Please reproduce word for word the passage of the article on MMC's Retro acquisition that begins at the words "The proposed acquisition affords MMC a" and stops after the words "is SP Setia.".

━━ Exercise passage ━━

MMC’s Retro buy to replenish jobs

The proposed acquisition affords MMC a pathway for a steady flow of projects beyond 2023, says MIDF analyst


MMC Corp Bhd’s proposal to acquire a 50% stake in Retro Highland Sdn Bhd from Tradewinds Corp Bhd is viewed as a play to replenish its construction orderbook for residential and commercial buildings.

MIDF Amanah Investment Bank Bhd analyst Ummar Fitri said the proposed acquisition affords MMC, via a partnership with SP Setia Bhd, a pathway for a steady flow of projects beyond 2023. Retro’s other 50% shareholder is SP Setia.

MMC’s total outstanding orderbook currently stands at RM2.95 billion, with the Mass Rapid Transit Line 2 (MRT2) being its biggest project with RM2.5 billion worth of remaining work. Work on the MRT2, also known as the Putrajaya Line, is expected to be completed in the first quarter of the calendar year 2023 (1QCY23).

The balance of RM450 million worth of orderbook is scattered across multiple small projects such as the Langat Sewerage Project and Sungai Pulai Bridge in Johor.

“Management guided that replenishment is on its way as they are bidding circa RM5 billion worth of contracts, which includes projects related to water treatment plant, gas pipelines, jetty expansion, Putrajaya rail and Kuala Lumpur International Airport projects.

“This RM5 billion estimate excludes the potential job win from MRT3, a mega infrastructure project that MMC is keen to be part of.

“In light of this, we view the acquisition of Retro as mildly favourable, given that there is certain urgency for the management to enhance its orderbook visibility past FY23,” Ummar said in a note yesterday.

MIDF maintained its ‘Buy’ call on the counter, with an unchanged target price of RM1.30.

━━━
━━ Supplied material ━━

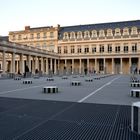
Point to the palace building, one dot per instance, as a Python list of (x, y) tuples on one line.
[(101, 48)]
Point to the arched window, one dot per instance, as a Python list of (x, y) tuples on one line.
[(101, 33), (109, 32), (126, 31), (86, 34), (94, 34), (65, 35), (117, 32), (134, 31), (79, 34)]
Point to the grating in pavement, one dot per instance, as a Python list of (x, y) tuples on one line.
[(53, 120)]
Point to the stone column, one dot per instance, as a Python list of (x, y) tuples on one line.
[(65, 70), (33, 65), (87, 66), (112, 65), (21, 64), (42, 65), (104, 66), (130, 64), (96, 65), (36, 63), (121, 66), (47, 70), (13, 63), (29, 62), (58, 66), (80, 66), (51, 65), (17, 67), (55, 68), (4, 62), (72, 66)]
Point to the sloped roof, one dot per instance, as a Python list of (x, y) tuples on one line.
[(104, 26)]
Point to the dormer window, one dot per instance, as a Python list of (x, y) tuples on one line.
[(134, 31), (109, 32), (125, 31), (117, 32), (101, 33), (94, 33)]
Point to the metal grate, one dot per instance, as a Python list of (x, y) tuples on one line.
[(53, 120)]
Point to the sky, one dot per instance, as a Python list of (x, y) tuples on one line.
[(16, 14)]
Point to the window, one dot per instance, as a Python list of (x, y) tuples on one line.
[(86, 49), (37, 45), (101, 49), (65, 36), (51, 43), (51, 34), (65, 49), (134, 48), (109, 48), (38, 35), (59, 49), (72, 49), (79, 49), (94, 33), (79, 35), (125, 49), (45, 35), (72, 35), (19, 37), (117, 49), (86, 34), (14, 37), (93, 49), (44, 45), (101, 65), (32, 36), (117, 32), (125, 31)]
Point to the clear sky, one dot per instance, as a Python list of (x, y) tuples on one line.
[(15, 14)]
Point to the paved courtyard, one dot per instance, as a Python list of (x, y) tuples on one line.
[(94, 110)]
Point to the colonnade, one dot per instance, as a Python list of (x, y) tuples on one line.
[(17, 62), (123, 65)]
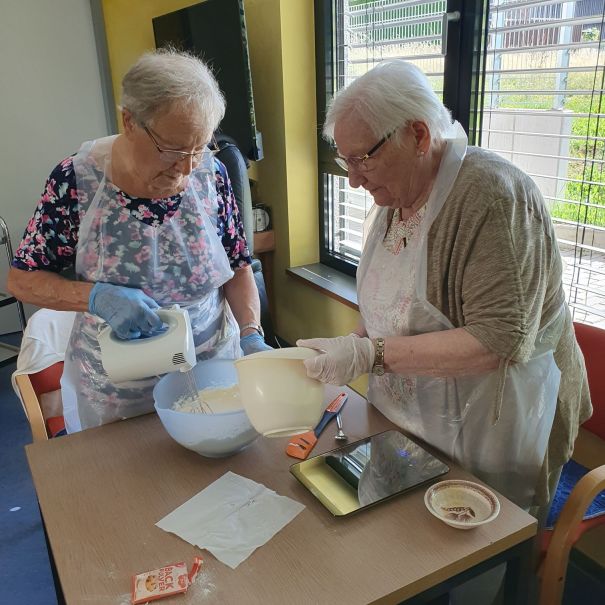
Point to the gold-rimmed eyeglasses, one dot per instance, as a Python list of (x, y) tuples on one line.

━━━

**Reply to the task**
The proposed acquisition affords MMC a pathway for a steady flow of projects beyond 2023, says MIDF analyst


MMC Corp Bhd’s proposal to acquire a 50% stake in Retro Highland Sdn Bhd from Tradewinds Corp Bhd is viewed as a play to replenish its construction orderbook for residential and commercial buildings.

MIDF Amanah Investment Bank Bhd analyst Ummar Fitri said the proposed acquisition affords MMC, via a partnership with SP Setia Bhd, a pathway for a steady flow of projects beyond 2023. Retro’s other 50% shareholder is SP Setia.